- _RECORDS SHOWN_

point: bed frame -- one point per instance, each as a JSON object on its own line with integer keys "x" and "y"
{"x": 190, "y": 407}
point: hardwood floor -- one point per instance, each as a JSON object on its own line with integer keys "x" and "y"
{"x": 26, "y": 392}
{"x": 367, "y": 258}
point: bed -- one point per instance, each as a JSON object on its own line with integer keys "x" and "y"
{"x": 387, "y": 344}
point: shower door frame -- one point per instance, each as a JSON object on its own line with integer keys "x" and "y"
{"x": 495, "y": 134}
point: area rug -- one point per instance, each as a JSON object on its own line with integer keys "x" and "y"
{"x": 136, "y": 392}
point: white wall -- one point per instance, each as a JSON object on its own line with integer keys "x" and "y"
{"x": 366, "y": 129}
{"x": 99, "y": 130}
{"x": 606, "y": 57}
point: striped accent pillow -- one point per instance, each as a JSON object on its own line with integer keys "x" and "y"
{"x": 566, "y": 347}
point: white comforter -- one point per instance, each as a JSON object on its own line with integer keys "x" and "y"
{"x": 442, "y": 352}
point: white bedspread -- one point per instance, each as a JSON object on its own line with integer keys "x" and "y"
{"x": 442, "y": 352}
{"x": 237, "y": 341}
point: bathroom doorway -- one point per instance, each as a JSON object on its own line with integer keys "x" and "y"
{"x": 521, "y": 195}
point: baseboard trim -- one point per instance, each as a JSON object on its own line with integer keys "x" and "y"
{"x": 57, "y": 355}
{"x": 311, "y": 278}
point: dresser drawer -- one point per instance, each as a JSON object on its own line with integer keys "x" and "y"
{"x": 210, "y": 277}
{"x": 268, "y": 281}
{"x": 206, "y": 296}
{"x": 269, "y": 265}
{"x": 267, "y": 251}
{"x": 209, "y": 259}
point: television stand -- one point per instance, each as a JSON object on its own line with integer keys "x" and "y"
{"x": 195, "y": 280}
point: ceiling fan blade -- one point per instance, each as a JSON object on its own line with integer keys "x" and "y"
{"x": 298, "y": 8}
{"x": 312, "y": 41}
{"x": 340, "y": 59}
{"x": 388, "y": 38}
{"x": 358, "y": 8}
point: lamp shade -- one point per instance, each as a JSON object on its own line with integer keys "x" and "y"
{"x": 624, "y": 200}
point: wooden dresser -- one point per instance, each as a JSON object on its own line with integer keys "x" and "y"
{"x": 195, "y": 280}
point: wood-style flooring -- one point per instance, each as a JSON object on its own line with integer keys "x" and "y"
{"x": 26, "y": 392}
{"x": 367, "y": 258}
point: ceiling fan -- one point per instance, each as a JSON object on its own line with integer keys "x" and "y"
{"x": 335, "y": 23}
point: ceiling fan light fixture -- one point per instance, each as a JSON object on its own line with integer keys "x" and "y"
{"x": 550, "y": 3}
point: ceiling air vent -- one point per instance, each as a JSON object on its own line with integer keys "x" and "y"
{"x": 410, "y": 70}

- _WHAT IS EXPECTED_
Reproduce the entries from the line that contains "point: lamp shade" through the end, substituting "oak dresser" for "wooden dresser" and leaving everything else unchanged.

- _FINAL RESULT_
point: lamp shade -- one point per instance, each as a JSON object on its own line with integer keys "x" and "y"
{"x": 624, "y": 200}
point: oak dresser -- one point per instance, each as a JSON object on its own line with integer keys "x" and "y"
{"x": 195, "y": 280}
point: wood-style flooring -- one point per instance, each as a JSON object on its own line with integer keys "x" and "y"
{"x": 26, "y": 392}
{"x": 367, "y": 258}
point: ceiling fan -- one point per instance, each as a JSON object on its own line with integer keys "x" and "y"
{"x": 335, "y": 23}
point: ceiling fan light fixture -- one point per instance, each as a JSON object on its own line with integer keys "x" and "y"
{"x": 550, "y": 3}
point: ceiling air vent -- one point per instance, each as a JSON object on its own line with integer keys "x" and "y"
{"x": 410, "y": 70}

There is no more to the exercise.